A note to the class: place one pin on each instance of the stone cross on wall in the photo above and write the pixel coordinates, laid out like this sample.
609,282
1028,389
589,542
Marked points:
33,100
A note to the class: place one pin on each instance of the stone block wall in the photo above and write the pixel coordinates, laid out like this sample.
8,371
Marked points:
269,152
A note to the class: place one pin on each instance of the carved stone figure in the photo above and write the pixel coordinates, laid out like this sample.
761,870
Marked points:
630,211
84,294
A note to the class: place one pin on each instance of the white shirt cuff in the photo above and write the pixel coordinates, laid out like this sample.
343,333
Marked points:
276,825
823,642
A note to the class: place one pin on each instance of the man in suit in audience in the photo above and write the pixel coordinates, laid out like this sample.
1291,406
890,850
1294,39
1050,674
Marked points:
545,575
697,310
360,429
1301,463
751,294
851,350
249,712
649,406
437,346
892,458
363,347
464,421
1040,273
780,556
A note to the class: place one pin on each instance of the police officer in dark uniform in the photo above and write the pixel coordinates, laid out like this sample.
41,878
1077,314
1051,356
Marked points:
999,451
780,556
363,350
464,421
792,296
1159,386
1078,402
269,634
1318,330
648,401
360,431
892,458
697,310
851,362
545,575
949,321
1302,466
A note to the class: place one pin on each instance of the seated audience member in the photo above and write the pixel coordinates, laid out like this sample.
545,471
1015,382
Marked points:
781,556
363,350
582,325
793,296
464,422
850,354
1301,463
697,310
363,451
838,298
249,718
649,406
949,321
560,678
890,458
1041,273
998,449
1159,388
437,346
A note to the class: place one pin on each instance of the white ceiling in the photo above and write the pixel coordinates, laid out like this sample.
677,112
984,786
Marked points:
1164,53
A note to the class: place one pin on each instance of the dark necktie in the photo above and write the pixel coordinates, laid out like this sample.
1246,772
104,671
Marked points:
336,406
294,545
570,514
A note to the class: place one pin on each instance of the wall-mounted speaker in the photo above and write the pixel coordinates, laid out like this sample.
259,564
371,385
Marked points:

==

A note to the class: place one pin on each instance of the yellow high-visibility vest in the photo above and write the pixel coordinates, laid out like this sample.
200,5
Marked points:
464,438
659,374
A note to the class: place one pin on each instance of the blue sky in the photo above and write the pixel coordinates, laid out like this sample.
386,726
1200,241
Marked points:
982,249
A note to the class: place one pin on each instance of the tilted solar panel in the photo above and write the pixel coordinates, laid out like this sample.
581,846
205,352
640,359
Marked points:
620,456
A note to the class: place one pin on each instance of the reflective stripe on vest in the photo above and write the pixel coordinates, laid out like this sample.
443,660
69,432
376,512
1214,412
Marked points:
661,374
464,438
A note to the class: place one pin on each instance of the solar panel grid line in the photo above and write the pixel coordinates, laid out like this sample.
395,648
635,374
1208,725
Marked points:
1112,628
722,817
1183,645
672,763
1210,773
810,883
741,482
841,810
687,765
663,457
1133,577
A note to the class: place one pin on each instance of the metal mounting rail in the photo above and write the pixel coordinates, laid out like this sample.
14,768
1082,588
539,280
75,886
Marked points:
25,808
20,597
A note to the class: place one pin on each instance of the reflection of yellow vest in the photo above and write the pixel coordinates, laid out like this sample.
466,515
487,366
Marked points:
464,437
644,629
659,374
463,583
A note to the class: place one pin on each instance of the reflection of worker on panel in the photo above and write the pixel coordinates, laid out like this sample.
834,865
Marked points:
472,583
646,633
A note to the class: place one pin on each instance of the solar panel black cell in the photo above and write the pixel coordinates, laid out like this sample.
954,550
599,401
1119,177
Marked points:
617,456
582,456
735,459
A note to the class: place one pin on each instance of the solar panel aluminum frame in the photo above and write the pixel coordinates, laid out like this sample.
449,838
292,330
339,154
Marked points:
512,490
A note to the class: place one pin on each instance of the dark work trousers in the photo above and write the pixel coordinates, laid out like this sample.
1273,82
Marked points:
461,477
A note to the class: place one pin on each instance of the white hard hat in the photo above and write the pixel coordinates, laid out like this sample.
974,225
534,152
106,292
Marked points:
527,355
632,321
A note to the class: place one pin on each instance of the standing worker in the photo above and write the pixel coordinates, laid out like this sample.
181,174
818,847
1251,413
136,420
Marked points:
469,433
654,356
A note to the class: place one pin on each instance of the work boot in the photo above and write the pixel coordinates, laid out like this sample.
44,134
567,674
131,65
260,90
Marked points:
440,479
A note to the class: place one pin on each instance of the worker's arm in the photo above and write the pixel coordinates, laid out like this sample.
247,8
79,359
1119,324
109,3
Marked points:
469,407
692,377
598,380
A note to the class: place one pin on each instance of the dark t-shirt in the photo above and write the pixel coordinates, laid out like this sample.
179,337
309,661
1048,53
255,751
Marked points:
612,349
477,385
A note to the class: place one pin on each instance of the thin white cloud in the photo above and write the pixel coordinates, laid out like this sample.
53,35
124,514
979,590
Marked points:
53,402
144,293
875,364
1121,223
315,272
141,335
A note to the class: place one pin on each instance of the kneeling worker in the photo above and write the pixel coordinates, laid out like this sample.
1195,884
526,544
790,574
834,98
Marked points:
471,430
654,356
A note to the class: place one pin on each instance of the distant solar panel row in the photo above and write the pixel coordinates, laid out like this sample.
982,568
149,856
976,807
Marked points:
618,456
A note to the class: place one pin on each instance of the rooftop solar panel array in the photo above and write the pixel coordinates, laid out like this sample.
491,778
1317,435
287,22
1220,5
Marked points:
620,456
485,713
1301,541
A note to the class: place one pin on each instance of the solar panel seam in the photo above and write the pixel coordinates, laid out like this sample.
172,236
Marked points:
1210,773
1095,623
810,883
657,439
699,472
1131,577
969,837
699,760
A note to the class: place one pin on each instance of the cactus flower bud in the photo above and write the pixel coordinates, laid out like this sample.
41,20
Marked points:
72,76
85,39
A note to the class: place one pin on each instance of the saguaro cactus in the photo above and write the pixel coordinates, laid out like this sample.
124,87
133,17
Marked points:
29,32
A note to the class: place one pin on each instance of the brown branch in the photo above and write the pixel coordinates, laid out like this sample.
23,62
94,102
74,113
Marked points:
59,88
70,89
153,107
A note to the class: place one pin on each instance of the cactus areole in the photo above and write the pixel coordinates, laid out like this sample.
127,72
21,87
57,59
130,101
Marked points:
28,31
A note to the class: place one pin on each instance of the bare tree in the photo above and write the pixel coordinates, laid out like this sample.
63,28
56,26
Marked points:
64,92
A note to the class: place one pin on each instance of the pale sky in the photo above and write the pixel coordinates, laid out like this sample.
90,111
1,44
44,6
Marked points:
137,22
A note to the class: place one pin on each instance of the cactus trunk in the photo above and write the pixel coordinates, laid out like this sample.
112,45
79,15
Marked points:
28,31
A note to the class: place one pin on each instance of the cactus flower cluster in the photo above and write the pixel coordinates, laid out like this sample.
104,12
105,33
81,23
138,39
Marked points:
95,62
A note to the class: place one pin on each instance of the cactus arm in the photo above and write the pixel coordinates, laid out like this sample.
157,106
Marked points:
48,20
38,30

--

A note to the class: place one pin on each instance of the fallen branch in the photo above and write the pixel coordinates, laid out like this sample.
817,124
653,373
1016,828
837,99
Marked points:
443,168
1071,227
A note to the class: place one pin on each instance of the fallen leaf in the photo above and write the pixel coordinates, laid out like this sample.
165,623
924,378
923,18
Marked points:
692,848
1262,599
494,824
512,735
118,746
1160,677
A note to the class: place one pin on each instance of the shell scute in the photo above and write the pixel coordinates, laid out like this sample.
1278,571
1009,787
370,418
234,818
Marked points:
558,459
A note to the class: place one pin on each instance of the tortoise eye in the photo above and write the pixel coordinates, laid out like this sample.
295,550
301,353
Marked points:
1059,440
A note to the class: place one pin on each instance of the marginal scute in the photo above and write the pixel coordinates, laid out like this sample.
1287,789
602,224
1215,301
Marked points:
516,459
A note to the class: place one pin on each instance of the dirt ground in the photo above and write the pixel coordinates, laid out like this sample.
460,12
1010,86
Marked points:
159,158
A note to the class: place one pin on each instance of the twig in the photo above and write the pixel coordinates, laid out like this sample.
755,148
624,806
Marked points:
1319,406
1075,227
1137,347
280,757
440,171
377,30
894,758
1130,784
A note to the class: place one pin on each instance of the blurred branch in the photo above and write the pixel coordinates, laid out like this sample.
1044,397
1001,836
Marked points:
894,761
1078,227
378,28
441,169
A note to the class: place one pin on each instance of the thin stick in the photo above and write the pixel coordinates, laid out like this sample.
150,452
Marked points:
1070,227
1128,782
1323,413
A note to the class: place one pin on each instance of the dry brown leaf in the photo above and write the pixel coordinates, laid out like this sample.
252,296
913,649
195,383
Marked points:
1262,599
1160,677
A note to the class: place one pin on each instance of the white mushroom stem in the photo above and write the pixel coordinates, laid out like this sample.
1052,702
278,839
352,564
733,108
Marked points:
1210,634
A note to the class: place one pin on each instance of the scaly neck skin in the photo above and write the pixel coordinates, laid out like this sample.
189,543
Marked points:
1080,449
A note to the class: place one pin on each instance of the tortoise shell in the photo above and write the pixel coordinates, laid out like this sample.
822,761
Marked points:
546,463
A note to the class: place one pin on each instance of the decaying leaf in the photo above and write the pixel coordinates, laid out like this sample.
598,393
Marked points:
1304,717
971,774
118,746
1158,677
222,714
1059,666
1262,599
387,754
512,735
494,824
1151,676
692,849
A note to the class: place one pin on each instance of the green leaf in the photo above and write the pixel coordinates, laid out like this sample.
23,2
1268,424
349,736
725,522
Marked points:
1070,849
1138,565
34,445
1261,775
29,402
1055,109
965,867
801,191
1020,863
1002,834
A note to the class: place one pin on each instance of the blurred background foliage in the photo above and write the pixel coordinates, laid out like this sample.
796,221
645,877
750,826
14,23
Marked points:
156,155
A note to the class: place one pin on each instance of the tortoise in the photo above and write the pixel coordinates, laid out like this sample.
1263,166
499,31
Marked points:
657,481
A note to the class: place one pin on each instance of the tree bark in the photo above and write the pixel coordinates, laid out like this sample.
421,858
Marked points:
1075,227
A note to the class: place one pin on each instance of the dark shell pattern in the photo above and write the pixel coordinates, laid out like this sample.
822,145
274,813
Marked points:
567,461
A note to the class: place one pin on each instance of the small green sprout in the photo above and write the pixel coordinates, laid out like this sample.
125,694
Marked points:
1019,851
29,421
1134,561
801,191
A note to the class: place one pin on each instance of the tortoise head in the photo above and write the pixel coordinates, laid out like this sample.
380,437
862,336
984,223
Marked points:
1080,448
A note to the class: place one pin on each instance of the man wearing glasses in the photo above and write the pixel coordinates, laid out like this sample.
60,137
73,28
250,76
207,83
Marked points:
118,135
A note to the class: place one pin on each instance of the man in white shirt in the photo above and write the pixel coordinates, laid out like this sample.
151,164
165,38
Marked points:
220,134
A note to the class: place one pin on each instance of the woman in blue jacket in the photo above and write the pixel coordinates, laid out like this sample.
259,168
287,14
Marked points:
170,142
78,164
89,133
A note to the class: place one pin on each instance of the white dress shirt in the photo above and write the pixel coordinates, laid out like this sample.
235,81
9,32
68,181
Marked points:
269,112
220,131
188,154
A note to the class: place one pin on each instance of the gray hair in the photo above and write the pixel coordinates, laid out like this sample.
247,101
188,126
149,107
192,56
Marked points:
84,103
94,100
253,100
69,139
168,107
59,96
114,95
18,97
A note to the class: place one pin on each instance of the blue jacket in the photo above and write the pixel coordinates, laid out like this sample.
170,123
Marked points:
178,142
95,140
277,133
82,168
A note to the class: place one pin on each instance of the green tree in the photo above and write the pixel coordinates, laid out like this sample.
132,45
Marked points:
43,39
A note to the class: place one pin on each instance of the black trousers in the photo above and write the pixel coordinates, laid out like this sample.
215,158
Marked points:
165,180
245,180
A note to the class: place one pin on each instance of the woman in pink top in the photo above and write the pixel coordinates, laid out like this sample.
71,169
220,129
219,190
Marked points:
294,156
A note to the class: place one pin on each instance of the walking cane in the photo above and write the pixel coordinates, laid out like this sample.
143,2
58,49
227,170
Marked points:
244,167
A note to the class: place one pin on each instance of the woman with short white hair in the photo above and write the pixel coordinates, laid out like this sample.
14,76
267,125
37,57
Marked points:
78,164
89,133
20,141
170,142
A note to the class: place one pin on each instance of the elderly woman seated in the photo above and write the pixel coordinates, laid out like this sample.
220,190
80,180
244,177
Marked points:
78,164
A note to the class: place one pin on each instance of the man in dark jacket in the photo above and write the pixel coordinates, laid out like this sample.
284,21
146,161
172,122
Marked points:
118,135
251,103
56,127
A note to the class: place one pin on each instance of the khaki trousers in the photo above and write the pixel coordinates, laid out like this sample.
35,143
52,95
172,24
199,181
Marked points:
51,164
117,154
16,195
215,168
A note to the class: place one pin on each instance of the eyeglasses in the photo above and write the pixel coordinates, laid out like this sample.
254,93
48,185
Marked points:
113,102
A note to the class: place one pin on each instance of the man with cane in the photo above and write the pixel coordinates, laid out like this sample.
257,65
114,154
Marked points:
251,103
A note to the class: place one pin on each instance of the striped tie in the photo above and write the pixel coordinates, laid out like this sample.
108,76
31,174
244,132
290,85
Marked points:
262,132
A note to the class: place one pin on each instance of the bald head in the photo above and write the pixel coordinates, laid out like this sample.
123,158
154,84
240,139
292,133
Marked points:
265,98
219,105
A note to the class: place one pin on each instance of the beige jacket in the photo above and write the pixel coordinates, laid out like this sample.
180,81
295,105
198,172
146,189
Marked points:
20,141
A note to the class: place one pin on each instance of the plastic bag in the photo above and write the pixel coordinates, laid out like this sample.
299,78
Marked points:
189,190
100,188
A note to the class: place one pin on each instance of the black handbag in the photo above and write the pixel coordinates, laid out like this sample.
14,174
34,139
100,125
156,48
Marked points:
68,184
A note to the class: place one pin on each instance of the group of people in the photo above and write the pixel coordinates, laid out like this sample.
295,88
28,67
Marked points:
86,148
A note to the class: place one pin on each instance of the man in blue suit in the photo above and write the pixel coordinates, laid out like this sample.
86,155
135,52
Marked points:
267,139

▶ Exercise description
Please show each line in the material above that contains the word "cane".

▶ Exercise result
A note to the class: place one pin on each instance of the walking cane in the photo above and write the pixel coordinates, laid out like this sample.
A note to the class: place one pin on each instance of the man with cane in the photo above and write the pixel coordinates, laid out like this sample.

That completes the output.